§ **WHAT THE EXERCISE ASKS**
Please set down every record exactly as it appears below.

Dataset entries
[Start of Attachment]

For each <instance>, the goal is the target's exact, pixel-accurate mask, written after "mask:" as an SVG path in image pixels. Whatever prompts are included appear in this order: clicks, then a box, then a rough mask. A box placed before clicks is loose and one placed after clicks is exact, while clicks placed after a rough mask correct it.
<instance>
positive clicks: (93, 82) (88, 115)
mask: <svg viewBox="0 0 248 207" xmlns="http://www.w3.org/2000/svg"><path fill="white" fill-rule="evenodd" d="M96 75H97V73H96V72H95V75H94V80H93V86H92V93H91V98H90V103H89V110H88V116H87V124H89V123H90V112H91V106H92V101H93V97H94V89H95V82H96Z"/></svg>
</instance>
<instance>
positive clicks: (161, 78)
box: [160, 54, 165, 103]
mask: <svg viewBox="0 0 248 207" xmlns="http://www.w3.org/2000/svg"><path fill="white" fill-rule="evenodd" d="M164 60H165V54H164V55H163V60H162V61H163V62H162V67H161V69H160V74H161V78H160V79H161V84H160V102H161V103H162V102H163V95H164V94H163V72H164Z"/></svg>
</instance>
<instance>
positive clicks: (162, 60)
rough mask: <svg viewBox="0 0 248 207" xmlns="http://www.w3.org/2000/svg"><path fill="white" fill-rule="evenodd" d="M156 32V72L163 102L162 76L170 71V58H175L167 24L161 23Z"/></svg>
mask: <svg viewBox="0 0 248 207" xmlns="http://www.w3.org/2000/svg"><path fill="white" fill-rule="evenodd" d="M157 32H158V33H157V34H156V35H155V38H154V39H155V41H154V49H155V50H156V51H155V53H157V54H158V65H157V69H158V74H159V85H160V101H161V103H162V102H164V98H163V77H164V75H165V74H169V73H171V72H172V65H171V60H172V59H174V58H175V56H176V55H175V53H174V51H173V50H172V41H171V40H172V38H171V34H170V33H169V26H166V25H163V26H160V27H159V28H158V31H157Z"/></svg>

[End of Attachment]

§ **PROBLEM SOLUTION**
For each <instance>, the goal is the target's exact, pixel-accurate mask, written after "mask:" as an SVG path in image pixels. Whatever prompts are included appear in this order: clicks, then a box, then a rough mask. A box placed before clicks is loose and one placed after clicks is exact, while clicks placed after a rough mask correct it.
<instance>
positive clicks: (93, 82) (88, 115)
mask: <svg viewBox="0 0 248 207" xmlns="http://www.w3.org/2000/svg"><path fill="white" fill-rule="evenodd" d="M96 75H97V73H96V72H95V75H94V80H93V86H92V93H91V98H90V103H89V110H88V116H87V124H89V123H90V112H91V106H92V101H93V97H94V89H95V82H96Z"/></svg>
</instance>
<instance>
positive clicks: (161, 78)
box: [160, 54, 165, 103]
mask: <svg viewBox="0 0 248 207" xmlns="http://www.w3.org/2000/svg"><path fill="white" fill-rule="evenodd" d="M164 60H165V54H164V55H163V60H162V61H163V62H162V67H161V69H160V74H161V78H160V79H161V84H160V102H161V103H162V102H163V95H164V94H163V72H164Z"/></svg>
</instance>
<instance>
positive clicks: (162, 60)
rough mask: <svg viewBox="0 0 248 207" xmlns="http://www.w3.org/2000/svg"><path fill="white" fill-rule="evenodd" d="M156 32V72L163 102L162 76L170 71V58H175L167 24L161 23Z"/></svg>
mask: <svg viewBox="0 0 248 207" xmlns="http://www.w3.org/2000/svg"><path fill="white" fill-rule="evenodd" d="M157 32H158V33H157V34H156V35H155V38H154V39H155V41H154V49H155V50H156V51H155V53H157V54H158V65H157V69H158V74H159V85H160V101H161V103H162V102H164V98H163V77H164V75H165V74H169V73H171V72H172V65H171V60H172V59H174V58H175V56H176V55H175V53H174V51H173V50H172V41H171V40H172V38H171V34H170V33H169V26H166V25H163V26H160V27H159V28H158V31H157Z"/></svg>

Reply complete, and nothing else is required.